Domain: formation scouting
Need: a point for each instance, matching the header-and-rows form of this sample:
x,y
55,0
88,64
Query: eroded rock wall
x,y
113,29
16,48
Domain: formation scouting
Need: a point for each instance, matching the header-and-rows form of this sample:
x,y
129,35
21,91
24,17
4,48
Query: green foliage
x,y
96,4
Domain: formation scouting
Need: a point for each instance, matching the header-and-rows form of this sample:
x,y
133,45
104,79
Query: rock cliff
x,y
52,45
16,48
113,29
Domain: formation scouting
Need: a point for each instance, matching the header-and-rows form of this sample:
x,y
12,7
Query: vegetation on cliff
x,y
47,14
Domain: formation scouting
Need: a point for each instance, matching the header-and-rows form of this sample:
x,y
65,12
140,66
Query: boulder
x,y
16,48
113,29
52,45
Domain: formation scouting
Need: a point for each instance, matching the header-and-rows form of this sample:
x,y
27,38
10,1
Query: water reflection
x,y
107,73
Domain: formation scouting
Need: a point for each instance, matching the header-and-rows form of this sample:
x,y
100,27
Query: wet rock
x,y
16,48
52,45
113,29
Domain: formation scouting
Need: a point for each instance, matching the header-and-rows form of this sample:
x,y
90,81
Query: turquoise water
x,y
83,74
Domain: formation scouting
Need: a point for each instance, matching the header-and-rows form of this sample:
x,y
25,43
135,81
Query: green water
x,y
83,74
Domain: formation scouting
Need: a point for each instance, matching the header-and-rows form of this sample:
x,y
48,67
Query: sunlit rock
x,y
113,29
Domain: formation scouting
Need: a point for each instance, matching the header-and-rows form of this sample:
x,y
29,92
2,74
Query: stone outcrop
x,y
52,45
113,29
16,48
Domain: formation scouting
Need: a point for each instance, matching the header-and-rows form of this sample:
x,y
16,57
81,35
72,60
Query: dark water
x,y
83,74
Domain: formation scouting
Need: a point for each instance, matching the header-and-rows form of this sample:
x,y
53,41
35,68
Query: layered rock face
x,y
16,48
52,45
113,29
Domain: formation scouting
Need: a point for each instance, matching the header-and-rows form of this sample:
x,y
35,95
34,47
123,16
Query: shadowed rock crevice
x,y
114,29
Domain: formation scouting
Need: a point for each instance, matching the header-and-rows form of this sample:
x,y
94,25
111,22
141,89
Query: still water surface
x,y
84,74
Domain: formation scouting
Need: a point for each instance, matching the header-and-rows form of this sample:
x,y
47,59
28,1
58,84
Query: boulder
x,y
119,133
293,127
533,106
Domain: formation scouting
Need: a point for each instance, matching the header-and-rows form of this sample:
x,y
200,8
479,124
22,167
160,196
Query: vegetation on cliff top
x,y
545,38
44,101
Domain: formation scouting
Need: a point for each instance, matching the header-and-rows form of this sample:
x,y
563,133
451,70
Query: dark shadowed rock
━━━━━━━━━━━━━━━━━━━━━━━━━━━━━━
**REQUEST**
Reproduce the entire listing word for word.

**SOLUTION**
Domain: formation scouting
Need: a point for each instance, matching the header-and-rows form of this sample:
x,y
55,0
88,64
Query: eroded rock wall
x,y
113,29
16,48
Domain: formation scouting
Need: a point for each instance, matching the header-and-rows form of this sample:
x,y
129,35
21,91
24,17
4,48
Query: green foliage
x,y
96,4
Domain: formation scouting
Need: a point for each instance, matching the header-and-rows form of this sample:
x,y
133,45
104,79
Query: rock cliff
x,y
52,45
16,48
113,29
Domain: formation scouting
Need: a point for each instance, matching the header-and-rows form of this sample:
x,y
12,7
Query: vegetation on cliff
x,y
47,14
Domain: formation scouting
Need: a point for each instance, matching the header-and-rows form of this sample:
x,y
65,12
140,66
Query: boulder
x,y
16,48
113,29
52,45
Domain: formation scouting
Need: a point for each instance, matching the header-and-rows form of this sample:
x,y
27,38
10,1
Query: water reflection
x,y
107,73
Domain: formation scouting
Need: a point for each instance, matching the header-and-rows form of this sample:
x,y
100,27
Query: wet rock
x,y
16,48
52,45
113,29
Domain: formation scouting
Need: a point for each instance, matching the header-and-rows form of this sample:
x,y
90,81
Query: turquoise water
x,y
83,74
Domain: formation scouting
Need: a point for each instance, matching the header-and-rows form of this sample:
x,y
25,43
135,81
Query: green water
x,y
83,74
Domain: formation scouting
Need: a point for each instance, matching the header-and-rows form of this sample:
x,y
48,67
Query: sunlit rock
x,y
113,29
Domain: formation scouting
Need: a point for each instance, matching the header-and-rows form of this sample:
x,y
29,92
2,74
Query: stone outcrop
x,y
52,45
113,29
16,48
Domain: formation scouting
Need: a point for each instance, matching the header-and-rows form of this sample:
x,y
16,57
81,35
72,60
Query: dark water
x,y
83,74
Domain: formation scouting
Need: a point for each instance, matching the header-and-rows form of this sample:
x,y
53,41
35,68
Query: layered rock face
x,y
16,48
52,45
113,29
Domain: formation scouting
Need: a point for each instance, matching the header-and-rows form of this sample:
x,y
35,95
34,47
123,16
Query: shadowed rock crevice
x,y
114,29
Domain: formation scouting
Need: a point for each instance, matching the header-and-rows form of this sample:
x,y
94,25
111,22
141,89
Query: still water surface
x,y
84,74
Domain: formation scouting
Need: a point for each instance, matching the header-and-rows form of this sample:
x,y
47,59
28,1
58,84
Query: boulder
x,y
119,133
293,127
533,106
Domain: formation scouting
Need: a point for each instance, matching the header-and-rows form of this sample:
x,y
200,8
479,124
22,167
160,196
Query: vegetation on cliff top
x,y
545,38
44,101
Domain: formation scouting
Need: a point for each instance, matching the header-and-rows form of this sample:
x,y
563,133
451,70
Query: dark shadowed rock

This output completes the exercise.